### Data records
*** Block opens ***

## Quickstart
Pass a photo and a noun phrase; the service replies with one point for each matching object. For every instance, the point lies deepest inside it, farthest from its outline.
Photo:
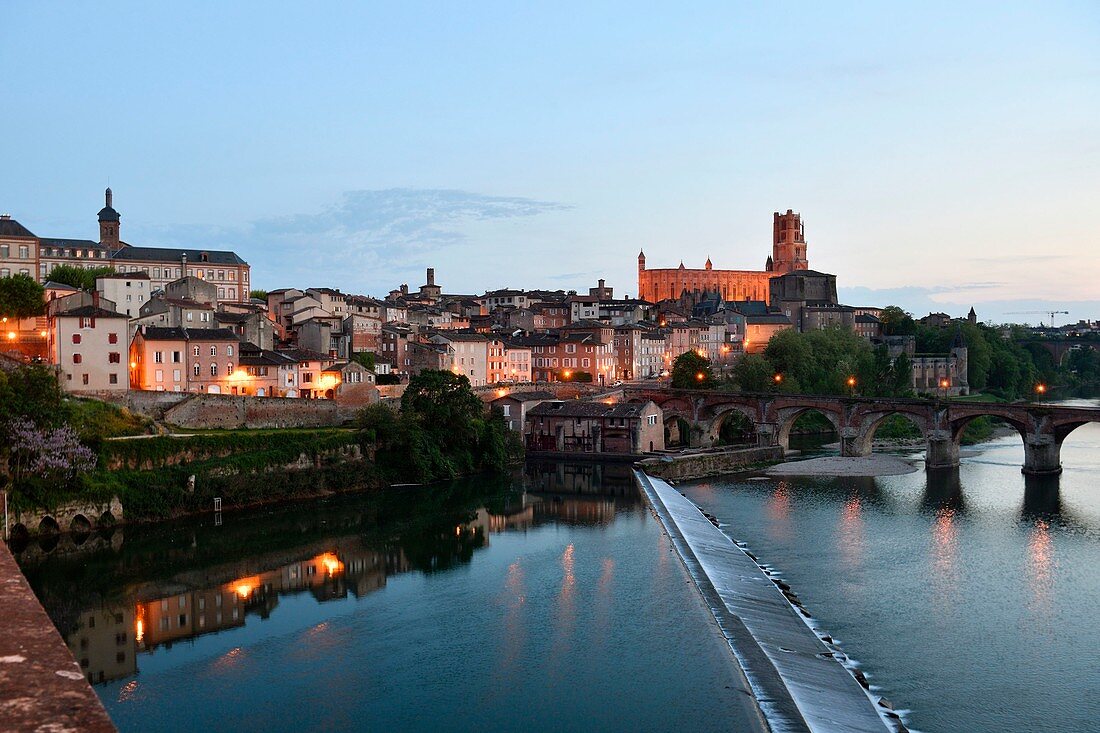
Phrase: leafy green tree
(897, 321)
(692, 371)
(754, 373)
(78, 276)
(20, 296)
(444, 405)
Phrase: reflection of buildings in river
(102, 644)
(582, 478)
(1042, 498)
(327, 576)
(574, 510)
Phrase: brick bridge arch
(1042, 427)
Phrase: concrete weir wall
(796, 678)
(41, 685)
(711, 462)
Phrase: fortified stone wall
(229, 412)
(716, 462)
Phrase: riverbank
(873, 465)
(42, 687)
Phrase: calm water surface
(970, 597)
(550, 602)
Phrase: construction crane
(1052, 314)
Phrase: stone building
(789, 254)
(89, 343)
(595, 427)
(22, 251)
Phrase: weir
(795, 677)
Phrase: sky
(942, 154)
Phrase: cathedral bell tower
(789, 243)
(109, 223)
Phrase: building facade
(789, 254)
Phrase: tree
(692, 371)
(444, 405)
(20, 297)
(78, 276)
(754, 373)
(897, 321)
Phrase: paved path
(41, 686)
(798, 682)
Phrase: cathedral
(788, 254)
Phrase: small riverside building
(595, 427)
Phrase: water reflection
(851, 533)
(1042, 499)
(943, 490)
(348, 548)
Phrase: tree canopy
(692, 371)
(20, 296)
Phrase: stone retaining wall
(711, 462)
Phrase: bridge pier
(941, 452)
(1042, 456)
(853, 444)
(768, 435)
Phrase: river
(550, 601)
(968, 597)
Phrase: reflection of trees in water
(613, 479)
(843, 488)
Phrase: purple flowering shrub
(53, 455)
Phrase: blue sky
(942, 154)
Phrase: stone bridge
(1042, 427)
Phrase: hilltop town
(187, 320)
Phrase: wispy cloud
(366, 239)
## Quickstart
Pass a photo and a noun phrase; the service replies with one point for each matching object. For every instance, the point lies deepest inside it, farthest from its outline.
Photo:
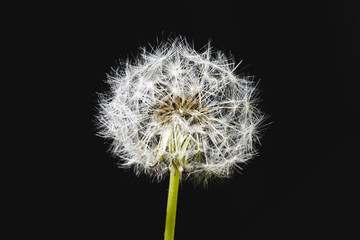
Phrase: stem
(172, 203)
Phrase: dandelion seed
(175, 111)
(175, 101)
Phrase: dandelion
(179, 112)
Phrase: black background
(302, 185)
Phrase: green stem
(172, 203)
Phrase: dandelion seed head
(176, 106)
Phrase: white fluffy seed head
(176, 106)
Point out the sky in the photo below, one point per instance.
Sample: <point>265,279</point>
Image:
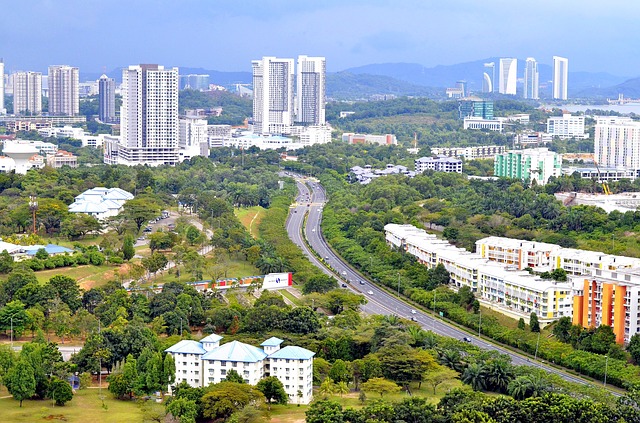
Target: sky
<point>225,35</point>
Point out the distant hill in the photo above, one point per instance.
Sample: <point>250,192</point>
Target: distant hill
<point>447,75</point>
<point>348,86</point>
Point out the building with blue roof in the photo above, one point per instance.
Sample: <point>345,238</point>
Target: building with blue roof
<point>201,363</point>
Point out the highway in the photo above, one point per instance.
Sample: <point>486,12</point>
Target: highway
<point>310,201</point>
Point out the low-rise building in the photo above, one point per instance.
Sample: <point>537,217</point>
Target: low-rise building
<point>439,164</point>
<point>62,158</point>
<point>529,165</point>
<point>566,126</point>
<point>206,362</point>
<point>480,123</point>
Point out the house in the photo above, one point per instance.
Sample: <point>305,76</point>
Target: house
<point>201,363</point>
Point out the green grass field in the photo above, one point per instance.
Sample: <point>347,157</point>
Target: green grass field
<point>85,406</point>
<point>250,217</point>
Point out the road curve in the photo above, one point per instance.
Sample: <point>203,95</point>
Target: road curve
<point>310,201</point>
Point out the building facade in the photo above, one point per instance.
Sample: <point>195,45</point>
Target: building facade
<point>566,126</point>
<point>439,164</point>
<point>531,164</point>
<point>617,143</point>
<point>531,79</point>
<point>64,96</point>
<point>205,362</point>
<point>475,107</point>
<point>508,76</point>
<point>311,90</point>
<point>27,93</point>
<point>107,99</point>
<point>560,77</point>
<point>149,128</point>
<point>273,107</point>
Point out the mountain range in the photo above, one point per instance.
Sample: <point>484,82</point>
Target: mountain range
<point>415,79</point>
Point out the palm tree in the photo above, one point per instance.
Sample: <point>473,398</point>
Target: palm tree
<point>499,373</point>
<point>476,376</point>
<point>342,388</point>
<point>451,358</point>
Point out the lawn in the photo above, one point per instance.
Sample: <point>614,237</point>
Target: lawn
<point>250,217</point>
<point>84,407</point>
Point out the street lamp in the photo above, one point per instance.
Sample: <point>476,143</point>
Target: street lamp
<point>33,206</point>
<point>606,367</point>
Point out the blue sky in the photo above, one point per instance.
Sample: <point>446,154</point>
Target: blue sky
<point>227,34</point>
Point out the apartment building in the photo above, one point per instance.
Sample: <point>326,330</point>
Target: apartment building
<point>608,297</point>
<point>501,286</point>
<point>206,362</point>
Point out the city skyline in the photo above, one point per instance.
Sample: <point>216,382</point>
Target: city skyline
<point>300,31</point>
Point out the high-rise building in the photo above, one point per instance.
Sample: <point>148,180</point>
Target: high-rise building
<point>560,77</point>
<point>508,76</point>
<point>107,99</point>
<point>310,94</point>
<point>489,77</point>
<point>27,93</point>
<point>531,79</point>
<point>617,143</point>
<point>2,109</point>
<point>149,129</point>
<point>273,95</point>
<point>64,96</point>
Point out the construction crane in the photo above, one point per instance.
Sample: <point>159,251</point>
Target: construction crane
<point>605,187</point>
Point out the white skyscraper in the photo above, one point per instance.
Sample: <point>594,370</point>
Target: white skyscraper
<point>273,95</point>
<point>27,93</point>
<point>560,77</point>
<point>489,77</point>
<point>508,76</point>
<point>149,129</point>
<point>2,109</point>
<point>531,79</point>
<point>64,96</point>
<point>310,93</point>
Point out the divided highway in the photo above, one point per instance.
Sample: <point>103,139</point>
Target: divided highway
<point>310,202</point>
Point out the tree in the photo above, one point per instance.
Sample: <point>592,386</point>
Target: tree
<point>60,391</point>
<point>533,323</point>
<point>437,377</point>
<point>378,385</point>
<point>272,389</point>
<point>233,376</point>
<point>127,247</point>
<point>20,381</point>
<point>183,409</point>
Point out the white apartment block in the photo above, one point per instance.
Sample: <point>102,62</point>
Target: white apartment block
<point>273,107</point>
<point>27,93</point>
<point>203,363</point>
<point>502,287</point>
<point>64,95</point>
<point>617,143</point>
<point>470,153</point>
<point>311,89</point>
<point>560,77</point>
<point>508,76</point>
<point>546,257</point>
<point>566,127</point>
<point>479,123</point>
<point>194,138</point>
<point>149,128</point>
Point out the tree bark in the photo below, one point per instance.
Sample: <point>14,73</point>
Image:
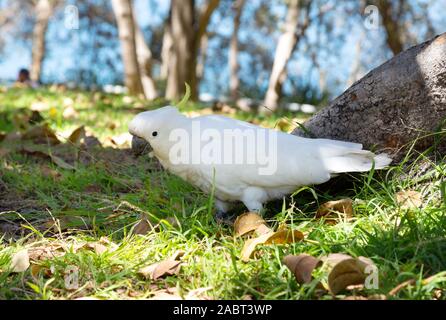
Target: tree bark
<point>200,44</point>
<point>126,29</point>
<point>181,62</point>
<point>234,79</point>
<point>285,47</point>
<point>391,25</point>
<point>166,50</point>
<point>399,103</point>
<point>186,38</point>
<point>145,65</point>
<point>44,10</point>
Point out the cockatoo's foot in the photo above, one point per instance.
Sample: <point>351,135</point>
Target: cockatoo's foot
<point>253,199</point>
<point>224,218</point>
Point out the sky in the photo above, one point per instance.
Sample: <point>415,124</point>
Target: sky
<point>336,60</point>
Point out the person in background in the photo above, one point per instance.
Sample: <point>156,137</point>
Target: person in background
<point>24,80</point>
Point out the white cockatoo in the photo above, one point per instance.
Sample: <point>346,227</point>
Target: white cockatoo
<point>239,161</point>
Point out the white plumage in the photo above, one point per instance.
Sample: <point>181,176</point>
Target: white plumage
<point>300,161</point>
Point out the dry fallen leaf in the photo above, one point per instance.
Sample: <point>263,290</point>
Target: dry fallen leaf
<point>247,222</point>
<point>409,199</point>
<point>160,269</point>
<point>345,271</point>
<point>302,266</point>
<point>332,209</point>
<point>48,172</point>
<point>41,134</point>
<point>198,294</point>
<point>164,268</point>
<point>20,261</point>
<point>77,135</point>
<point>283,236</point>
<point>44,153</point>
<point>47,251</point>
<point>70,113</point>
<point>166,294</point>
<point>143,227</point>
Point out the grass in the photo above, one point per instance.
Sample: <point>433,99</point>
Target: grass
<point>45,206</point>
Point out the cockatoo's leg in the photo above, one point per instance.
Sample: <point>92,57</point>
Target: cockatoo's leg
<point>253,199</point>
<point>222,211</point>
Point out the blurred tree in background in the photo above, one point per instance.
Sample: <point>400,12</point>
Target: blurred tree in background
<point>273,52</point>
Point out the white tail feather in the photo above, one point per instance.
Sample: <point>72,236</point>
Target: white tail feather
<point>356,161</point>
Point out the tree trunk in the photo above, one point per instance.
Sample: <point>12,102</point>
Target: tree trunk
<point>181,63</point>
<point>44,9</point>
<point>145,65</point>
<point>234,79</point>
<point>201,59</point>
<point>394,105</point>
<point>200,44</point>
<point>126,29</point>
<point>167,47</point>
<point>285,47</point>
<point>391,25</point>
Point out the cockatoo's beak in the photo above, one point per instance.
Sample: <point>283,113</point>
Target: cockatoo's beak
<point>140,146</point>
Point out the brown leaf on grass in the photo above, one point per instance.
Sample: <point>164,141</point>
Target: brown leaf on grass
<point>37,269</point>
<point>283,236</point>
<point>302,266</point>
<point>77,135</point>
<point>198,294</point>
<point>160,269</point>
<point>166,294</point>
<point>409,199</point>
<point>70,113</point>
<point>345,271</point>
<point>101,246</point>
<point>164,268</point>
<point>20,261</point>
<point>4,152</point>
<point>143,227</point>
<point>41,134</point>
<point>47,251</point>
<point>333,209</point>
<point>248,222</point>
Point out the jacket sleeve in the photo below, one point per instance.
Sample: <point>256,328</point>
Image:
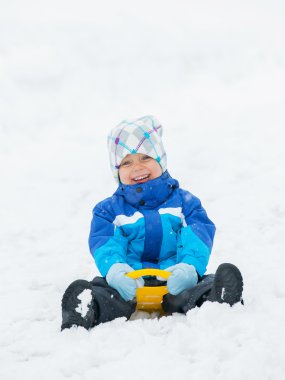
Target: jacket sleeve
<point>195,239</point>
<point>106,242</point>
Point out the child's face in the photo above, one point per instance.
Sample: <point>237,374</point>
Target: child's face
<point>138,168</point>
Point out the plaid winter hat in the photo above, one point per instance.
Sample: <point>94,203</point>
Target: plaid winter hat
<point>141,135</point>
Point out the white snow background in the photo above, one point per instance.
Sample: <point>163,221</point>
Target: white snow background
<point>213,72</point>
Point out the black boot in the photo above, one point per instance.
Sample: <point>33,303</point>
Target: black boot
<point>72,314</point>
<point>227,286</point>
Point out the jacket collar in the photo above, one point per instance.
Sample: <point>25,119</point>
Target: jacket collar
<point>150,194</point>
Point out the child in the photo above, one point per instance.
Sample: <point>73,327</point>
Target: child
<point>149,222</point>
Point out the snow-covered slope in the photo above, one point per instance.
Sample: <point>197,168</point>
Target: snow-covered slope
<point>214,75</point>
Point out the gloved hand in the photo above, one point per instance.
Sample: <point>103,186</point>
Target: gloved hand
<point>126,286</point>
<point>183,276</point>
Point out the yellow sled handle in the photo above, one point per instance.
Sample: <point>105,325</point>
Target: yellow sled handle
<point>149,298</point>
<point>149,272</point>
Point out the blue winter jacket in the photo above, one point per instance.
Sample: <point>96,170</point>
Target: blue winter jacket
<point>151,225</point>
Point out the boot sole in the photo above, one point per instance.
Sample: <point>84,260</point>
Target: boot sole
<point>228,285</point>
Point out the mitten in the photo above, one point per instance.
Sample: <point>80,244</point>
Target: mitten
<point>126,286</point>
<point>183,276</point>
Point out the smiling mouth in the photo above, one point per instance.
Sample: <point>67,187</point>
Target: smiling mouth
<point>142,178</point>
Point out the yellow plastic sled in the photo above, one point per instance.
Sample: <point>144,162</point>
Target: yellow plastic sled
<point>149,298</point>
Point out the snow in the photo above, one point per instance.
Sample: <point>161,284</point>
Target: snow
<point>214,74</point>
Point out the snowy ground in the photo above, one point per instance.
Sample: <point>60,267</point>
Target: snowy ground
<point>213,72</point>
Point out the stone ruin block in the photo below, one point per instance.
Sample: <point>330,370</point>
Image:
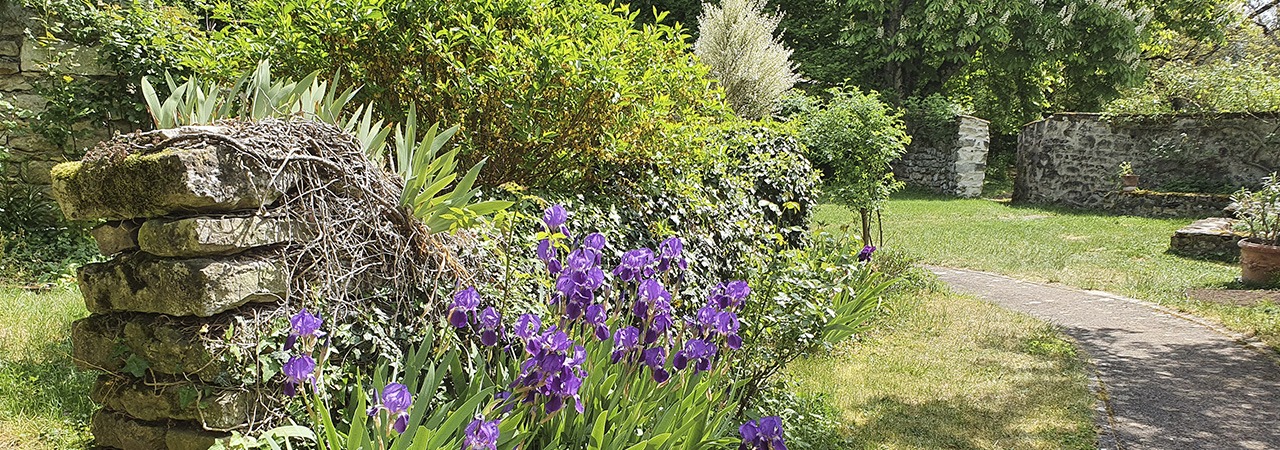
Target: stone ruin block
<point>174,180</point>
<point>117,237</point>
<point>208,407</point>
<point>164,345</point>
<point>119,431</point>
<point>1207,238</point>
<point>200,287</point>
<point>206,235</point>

*** Block closes ***

### What needs to be done
Which of the lines above include the word "below"? Copy each of them.

### Result of the task
Point out the sky in the photo below, one point per instance.
Point out the tree bark in the photo below, one point per instance.
Point out the jacket sleeve in the photo below, one point per instance.
Point out the stone ruin block in the photo below, one point per instance.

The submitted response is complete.